* READING TEXT *
>> BEGIN

Preprint
Article

This version is not peer-reviewed.

First Synthesis of Millimeter-Sized Single Crystals of High-Entropy Perovskite (La0.25Pr0.25Sm0.25Gd0.25)1-xCaxMnO3 Oxides

Submitted:

11 May 2026

Posted:

12 May 2026

You are already at the latest version

Abstract
We report the first successful synthesis of millimeter-sized single crystals of high-entropy perovskite manganites with the composition (La0.25Pr0.25Sm0.25Gd0.25)1-xCaxMnO3 (x = 0.3, 0.4, 0.5). Single crystals exceeding 2 mm in size were grown via a flux method using a PbF2/PbO/B2O3 system. The X-ray diffraction patterns exhibit only (0k0) series reflections, indicating strong preferred orientation and high-quality single-crystal character. Scanning electron microscopy reveals dense, grain-boundary-free surfaces. Energy-dispersive X-ray spectroscopy elemental mapping shows uniform distribution of all constituent elements without detectable segregation or secondary phases, confirming the formation of a true high-entropy solid solution in single-crystal form. To the best of our knowledge, based on the publicly searchable literature, this is the first report of bulk single-crystalline high-entropy perovskite oxide. This breakthrough provides a much-needed single crystal experimental platform for systematically investigating the intrinsic magnetotransport mechanisms of compositionally complex strongly correlated oxides, free from grain-boundary interference.
Keywords: 
;  ;  ;  ;  

1. Introduction

Since formally defined by Rost et al. in 2015, high-entropy oxides have become a research frontier in functional materials [1]. These materials consist of five or more cations occupying the same crystallographic site in equimolar or near-equimolar proportions, stabilizing a single-phase solid solution through high configurational entropy, and exhibiting core effects such as high-entropy effect, sluggish diffusion, severe lattice distortion, and cocktail effect [1,2]. To date, high-entropy oxides have been successfully prepared in various structural types, including rock-salt [3], fluorite [4], perovskite [5], spinel [6], pyrochlore [7], and olivine [8], demonstrating rich functional properties in areas such as ionic conductivity, dielectricity, catalysis, magnetism, and energy storage [9,10,11,12,13,14,15,16].

>> END

* OBJECTIVES *
**a.** For the preprint on high-entropy perovskite crystals, state whether each statement agrees with the text. Answer yes or no for each, and quote the words that decide it. (i) The crystals were grown by a flux method. (ii) Elemental mapping found secondary phases in the crystals. (iii) High-entropy oxides were formally defined in 2015.
**b.** Extend the introduction of the preprint on high-entropy perovskite crystals, starting after its last sentence.

* DATA EXCERPT *

>> BEGIN

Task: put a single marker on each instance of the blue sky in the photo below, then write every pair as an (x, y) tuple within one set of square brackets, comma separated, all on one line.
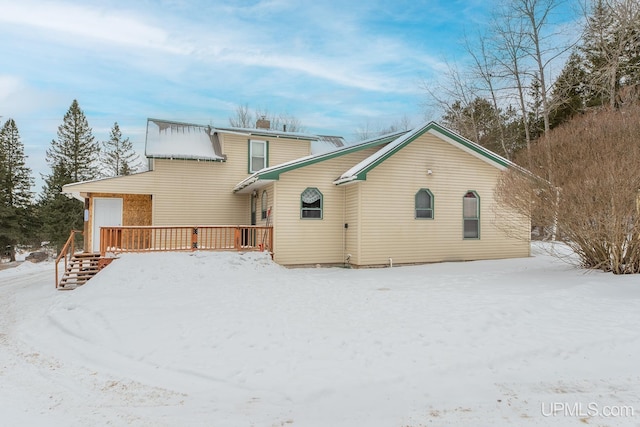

>> END

* EXPECTED RESPONSES *
**a.**
(i) Yes: "grown via a flux method using a PbF2/PbO/B2O3 system"
(ii) No: "without detectable segregation or secondary phases"
(iii) Yes: "Since formally defined by Rost et al. in 2015"

**b.**
Among the numerous high-entropy oxide systems, perovskite-type high-entropy manganites occupy a special position due to their unique physical implications. The B-site is occupied by Mn ions, and the continuous modulation of the Mn³⁺/Mn⁴⁺ valence ratio can be achieved through A-site multi-element doping, thereby directly tuning the competition between double-exchange and superexchange interactions [17]. Variations in A-site ionic radii further modify the Mn–O–Mn bond angle and carrier bandwidth, providing multiple degrees of freedom for fine-tuning magnetoelectric properties [17]. It is this deep coupling between chemical complexity and strongly correlated electronic behavior that makes high-entropy manganite perovskites an ideal model system for exploring enhancement mechanisms of colossal magnetoresistance (CMR).
Indeed, significant progress has been made in engineering the magnetotransport properties of manganite perovskites using high-entropy design. Polycrystalline (Gd0.25La0.25Nd0.25Sm0.25)0.7Sr0.3MnO3 prepared by Sarkar et al. via nebulized spray pyrolysis achieved a negative magnetoresistance exceeding 94% [18]; Mazza et al. demonstrated in La(Cr0.2Mn0.2Fe0.2Co0.2Ni0.2)O3 thin films that compositionally disordered systems can maintain magnetic uniformity, and that the type of magnetic order and critical temperature can be continuously tuned [19]. These works indicate that the local potential fluctuations and strain distributions introduced by high-entropy disorder may provide a new route, distinct from conventional single-doping approaches, for enhancing CMR by amplifying the spatial inhomogeneity of exchange pathways and intensifying the competition between double-exchange and superexchange.
However, the aforementioned studies are all based on polycrystalline or thin-film samples. In polycrystalline systems, grain boundaries, pores, and local compositional fluctuations are inevitable. These microstructural features couple with the high-entropy disorder effects, producing significant extrinsic magnetoresistance contributions that make it difficult to separate intrinsic bulk mechanisms from extrinsic grain-boundary effects. Core physical issues such as phase competition, carrier localization, and magnetoresistance anisotropy are difficult to address conclusively in polycrystalline samples.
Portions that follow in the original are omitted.